Stored items

========

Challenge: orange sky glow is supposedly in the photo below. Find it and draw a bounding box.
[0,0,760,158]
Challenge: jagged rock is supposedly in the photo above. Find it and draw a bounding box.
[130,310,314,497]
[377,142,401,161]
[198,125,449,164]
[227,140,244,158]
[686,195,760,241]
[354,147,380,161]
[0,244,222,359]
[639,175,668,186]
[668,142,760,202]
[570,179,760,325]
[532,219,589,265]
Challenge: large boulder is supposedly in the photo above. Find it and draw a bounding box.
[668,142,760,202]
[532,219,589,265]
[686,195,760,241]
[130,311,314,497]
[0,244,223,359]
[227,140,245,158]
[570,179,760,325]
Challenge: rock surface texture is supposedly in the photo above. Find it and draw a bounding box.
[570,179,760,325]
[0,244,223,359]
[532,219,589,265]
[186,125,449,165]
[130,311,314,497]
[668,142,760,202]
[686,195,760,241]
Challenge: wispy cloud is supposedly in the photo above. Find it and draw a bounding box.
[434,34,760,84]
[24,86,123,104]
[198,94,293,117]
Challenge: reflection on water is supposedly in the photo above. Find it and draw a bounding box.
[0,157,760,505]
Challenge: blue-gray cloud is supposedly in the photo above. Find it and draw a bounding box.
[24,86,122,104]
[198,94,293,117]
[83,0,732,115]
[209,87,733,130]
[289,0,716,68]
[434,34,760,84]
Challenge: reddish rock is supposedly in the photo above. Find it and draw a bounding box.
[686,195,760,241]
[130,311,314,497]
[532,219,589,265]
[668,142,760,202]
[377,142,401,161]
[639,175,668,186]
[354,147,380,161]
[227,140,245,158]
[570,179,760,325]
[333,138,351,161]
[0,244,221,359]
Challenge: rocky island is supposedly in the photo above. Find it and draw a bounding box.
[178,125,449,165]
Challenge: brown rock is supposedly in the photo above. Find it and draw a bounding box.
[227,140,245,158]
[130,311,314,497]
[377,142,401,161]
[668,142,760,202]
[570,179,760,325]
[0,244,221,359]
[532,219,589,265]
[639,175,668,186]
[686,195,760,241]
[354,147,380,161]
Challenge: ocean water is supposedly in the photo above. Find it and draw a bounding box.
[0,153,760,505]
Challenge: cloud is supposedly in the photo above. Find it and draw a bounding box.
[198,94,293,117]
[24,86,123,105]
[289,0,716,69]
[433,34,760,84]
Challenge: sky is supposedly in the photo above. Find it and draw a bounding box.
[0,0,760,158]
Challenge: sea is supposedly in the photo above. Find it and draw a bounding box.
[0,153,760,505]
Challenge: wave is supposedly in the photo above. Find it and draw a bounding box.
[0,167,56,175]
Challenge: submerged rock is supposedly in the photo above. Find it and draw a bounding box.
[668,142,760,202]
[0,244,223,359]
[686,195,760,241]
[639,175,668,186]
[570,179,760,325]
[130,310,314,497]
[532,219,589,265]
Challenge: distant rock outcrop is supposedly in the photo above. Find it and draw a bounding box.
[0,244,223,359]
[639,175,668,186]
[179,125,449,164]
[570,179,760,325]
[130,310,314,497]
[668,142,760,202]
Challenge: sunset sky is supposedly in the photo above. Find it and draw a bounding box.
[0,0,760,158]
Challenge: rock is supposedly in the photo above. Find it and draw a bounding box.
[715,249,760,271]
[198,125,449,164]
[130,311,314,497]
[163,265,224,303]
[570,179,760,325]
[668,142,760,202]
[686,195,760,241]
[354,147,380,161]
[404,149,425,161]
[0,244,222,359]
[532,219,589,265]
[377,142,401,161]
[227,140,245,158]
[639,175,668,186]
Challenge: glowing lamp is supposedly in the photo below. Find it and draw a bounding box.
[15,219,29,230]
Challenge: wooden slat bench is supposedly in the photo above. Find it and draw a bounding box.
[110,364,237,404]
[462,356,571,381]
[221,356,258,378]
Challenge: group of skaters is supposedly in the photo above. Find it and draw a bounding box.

========

Reproduce every line of the data above word for word, with no changes.

Challenge: orange sky glow is supposedly in the photo below. Find it and draw a bounding box.
[0,0,760,158]
Challenge: jagged rock is supposedly in the photo above. Find it and draw a bounding box.
[130,310,314,497]
[377,142,401,161]
[198,125,449,164]
[227,140,244,158]
[686,195,760,241]
[354,147,380,161]
[0,244,222,359]
[639,175,668,186]
[668,142,760,202]
[570,179,760,325]
[532,219,589,265]
Challenge: large boulder is supposedly in the photo above. Find it and draw a bounding box.
[668,142,760,202]
[532,219,589,265]
[686,195,760,241]
[130,311,314,497]
[0,244,223,359]
[227,140,245,158]
[570,179,760,325]
Challenge: rock surface texture is supposedly in the photo above. Find it and draw a bounding box.
[570,179,760,325]
[0,244,223,359]
[532,219,589,265]
[186,125,449,165]
[130,311,314,497]
[668,142,760,202]
[686,195,760,241]
Challenge: wispy cloud is supposedly in the photo above. Find it and draw a bounding box.
[434,34,760,84]
[24,86,123,104]
[198,94,293,117]
Challenge: reflection on water is supposedly in the photo above. Find it and draw a bounding box.
[0,157,760,505]
Challenge: blue-gray cloud is supposedly in the photo above. Find it and draw a bounding box.
[24,86,122,104]
[198,94,293,117]
[83,0,732,115]
[209,87,733,130]
[289,0,716,68]
[434,34,760,84]
Challenge: reddish rock is supposedly in the photo above. Find it and draw a bounding box.
[686,195,760,241]
[130,311,314,497]
[532,219,589,265]
[668,142,760,202]
[377,142,401,161]
[639,175,668,186]
[354,147,380,161]
[227,140,245,158]
[570,179,760,325]
[333,138,351,161]
[0,244,221,359]
Challenge: rocky island is supposedly in the photo above. Find it and draw a bounding box.
[178,125,449,165]
Challenge: brown rock is supposedly in the photo above. Find it and draw a bounding box.
[227,140,245,158]
[130,311,314,497]
[377,142,401,161]
[668,142,760,202]
[570,179,760,325]
[0,244,221,359]
[532,219,589,265]
[639,175,668,186]
[686,195,760,241]
[354,147,380,161]
Challenge: ocean water is supposedly in the photo above. Find it and draw a bounding box.
[0,153,760,505]
Challenge: cloud is supposedly in the photo above. Find it and draw a bounding box.
[198,94,293,117]
[24,86,123,105]
[289,0,716,69]
[433,34,760,84]
Challenge: sky is supposedly in the photo above. Find it and draw a bounding box.
[0,0,760,158]
Challenge: sea is supposedly in the photo above. Find it and draw a bounding box.
[0,153,760,505]
Challenge: wave is supposedly in the photo above. Find it and draw a bounding box.
[0,167,56,175]
Challenge: submerged rock is supposedly in the photo above. Find it and draw a bounding box.
[668,142,760,202]
[0,244,223,359]
[686,195,760,241]
[639,175,668,186]
[570,179,760,325]
[130,310,314,497]
[532,219,589,265]
Challenge: distant rock outcrop is supposedly in the photo above. Find it and draw a bounding box.
[0,244,223,359]
[639,175,668,186]
[179,125,449,164]
[570,179,760,325]
[130,310,314,497]
[668,142,760,202]
Challenge: sunset sky is supposedly in the photo above. Find it and draw a bounding box.
[0,0,760,158]
Challenge: rock is supposedly in the photo above. Find it and draw a bounding box.
[715,249,760,271]
[198,125,449,164]
[130,311,314,497]
[163,265,224,303]
[570,179,760,325]
[668,142,760,202]
[686,195,760,241]
[354,147,380,161]
[404,149,425,161]
[0,244,222,359]
[532,219,589,265]
[377,142,401,161]
[227,140,245,158]
[639,175,668,186]
Challenge: glowing lamp is supposedly in the photo below. Find it and draw a bounding box.
[15,219,29,230]
Challenge: wooden slat bench is supposedly in the photo above. Find it and draw a bounding box.
[110,364,237,404]
[462,356,571,381]
[221,356,258,378]
Challenge: group of skaters is supposedly in the photo above. Find it and draw a bounding box.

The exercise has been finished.